▸ TEXT TO READ:
|---|

Project type and period

Type: Nordplus Adult
Period: Aug 2022 to July 2024 (24 months)

Work title

Develop online tools to assess the added community values of participatory culture
(Project acronym: ADDED)

Background and need

The huge civil society sector of amateur arts, voluntary culture, and heritage (1) in the Nordic and Baltic Countries not only provide joy, friendship, and meaning for the participants, but it can also support and strengthen the added community values, like social inclusion & cohesion, active citizenship & democracy, environmental sustainability.

However, these potential for fostering societal benefits can be improved by a more conscious development work by the learning providers in the sector and by a strengthened support from the key stakeholders. There is need for developing new tools and methods to improve the work with the many potentials for societal benefits.

(1) Here is used a tripartite division of the sector, where heritage” is included together with amateur arts” and voluntary culture”.

Aim and objectives

Based on these considerations, the aim of the project is to support lifelong learning providers in the sector of amateur arts and voluntary culture to gain better tools and practise methods to assess these potentials of their activities to promote such key societal benefits.

Until now, learning providers in the sector can use many good practice examples as inspiration and support. However, there is a need of more systematic tools and methods for the learning providers on how to concretely assess their own activities and implement improved practice.

  • The objectives are thus to:
  • Provide a benchmarking survey to disclose the key points and indicators of the 3 focus areas of added values:
  • Develop an online Benchmark Tool, which allows the stakeholders to assess themselves in different dimensions and categories of societal benefits.
  • Develop training programmes and manuals for applying the Benchmark Tool by different groups of stakeholders in varying contexts in the cross-cultural civil society sector.
  • Disseminate the results to the wider Nordic-Baltic community in a sustainable manner.

Key activities and results

1. Complete a benchmarking survey

1.1. Provide guidelines for the benchmarking survey (based on desk and field research).

|---|

▸ DATA SECTION:
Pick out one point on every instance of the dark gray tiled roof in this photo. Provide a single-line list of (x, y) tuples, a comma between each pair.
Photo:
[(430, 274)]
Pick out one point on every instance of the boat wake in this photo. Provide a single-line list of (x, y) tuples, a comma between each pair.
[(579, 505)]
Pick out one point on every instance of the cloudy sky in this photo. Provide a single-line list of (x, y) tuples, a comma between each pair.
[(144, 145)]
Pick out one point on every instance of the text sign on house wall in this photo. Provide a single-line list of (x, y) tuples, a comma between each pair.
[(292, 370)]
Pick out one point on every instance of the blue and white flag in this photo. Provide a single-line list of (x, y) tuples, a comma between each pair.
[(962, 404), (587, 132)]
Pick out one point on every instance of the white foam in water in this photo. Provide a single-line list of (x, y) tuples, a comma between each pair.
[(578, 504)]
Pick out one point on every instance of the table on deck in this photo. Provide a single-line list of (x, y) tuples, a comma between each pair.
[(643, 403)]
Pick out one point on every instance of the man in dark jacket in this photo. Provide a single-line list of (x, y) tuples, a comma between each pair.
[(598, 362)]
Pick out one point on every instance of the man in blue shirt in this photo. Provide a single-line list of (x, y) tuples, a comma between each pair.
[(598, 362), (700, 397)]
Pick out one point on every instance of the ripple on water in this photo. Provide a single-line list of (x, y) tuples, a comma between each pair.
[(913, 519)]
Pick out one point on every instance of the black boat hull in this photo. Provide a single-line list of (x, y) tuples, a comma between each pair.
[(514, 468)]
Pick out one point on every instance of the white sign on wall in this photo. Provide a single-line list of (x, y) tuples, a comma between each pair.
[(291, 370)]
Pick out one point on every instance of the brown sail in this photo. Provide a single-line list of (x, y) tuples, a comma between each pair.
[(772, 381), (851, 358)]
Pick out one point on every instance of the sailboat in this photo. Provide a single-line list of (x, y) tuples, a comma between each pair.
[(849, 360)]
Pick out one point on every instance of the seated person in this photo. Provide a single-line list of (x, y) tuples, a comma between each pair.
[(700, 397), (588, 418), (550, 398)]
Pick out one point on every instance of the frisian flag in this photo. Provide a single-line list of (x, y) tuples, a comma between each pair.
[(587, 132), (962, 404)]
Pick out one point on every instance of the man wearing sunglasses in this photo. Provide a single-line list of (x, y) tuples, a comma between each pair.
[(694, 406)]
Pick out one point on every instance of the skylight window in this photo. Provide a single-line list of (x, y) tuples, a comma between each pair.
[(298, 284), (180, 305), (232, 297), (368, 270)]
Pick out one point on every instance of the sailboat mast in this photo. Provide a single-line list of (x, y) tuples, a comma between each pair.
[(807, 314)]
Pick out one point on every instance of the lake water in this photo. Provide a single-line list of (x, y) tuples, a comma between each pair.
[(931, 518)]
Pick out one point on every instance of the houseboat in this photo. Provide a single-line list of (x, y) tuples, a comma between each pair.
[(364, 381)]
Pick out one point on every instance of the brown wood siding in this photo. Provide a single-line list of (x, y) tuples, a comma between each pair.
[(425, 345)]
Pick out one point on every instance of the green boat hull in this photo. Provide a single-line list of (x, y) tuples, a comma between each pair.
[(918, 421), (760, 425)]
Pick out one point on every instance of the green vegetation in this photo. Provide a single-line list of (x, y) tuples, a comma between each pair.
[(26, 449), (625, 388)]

|---|

▸ TASK DESCRIPTION: How would the Nordplus project description on assessing the community values of participatory culture go on after its last line above? Write the next part.

▸ ANSWER TO THIS TASK:
1.2. Complete both desk research and field research (4 qualitative interview in each partner country) to disclose the key points and indicators of the 3 focus areas of added community values of participatory culture: social inclusion & cohesion; active citizenship & democracy; environmental sustainability.

1.3. Deliver summary reports (8 pages, English) from each partner country

1.4. Publish Baseline Survey with recommendations for the design of the Benchmark Tool

2. Develop Benchmark Tool with related manuals and training programme

2.1. Design the Tool’s frame and questionnaire with a flexible option to select from 1 to all 3 focus areas to assess, English version

2.2. Translate the English master version and provide national language versions of the online tool

2.3. Complete national tests of the draft versions

2.4. Publish online Benchmark Tool, incl. user manual in 5 language versions (EN, DK, LV, FI, IS)

3. Disseminate the project results

3.1. Provide a project website, English ed.

3.2. Add online site for the Benchmark Tool

3.3. Complete concluding national conferences (multiplier events)

3.4. Provide other sustainable dissemination (news-mail, social media, articles, promotion at events, personal meetings with decision-makers, etc)

Target groups

DIRECT TARGET GROUPS are managers, board members and other paid and voluntary staff from the cross-cultural sector of amateur arts, voluntary culture, and heritage in the Nordic-Baltic countries

  • First direct target group includes the organisations and their network participating in the project
  • Second direct target group includes neighbour associations in the cross-cultural civil society sector in the participating countries
  • Third direct target group includes similarly associations in the other Nordic and Baltic countries that are not represented in the project consortium.

INDIRECT TARGET GROUPS include persons, organisations, and institutions in the Nordic-Baltic region, which can support the application of the project results among the direct target groups, such as:

  • First indirect target group includes appropriate decision-makers, opinion-formers and funders, who that may support the activities political, ideological and Financial.
  • Second indirect target group includes private stakeholders from the local commerce associations, private businesses, and media, who may support and sponsor the activities.
  • Third indirect target group includes public and private research institutions of participatory culture and lifelong learning in a civil society context, who may strengthen the awareness of the results and promote the key outcome.

The partnership circle

Interfolk – Institute for Civil Society, Denmark

Applicant and coordinator
Interfolk, Institute for Civil Society (DK) – see
Skovgade 25, DK-5500 Middelfart
Hans Jørgen Vodsgaard, Head of Institute
(+45) 51 300 320 *

Interfolk, Institute for Civil Society, is a Danish non-profit and non-governmental association and
private research institute, founded in 2008.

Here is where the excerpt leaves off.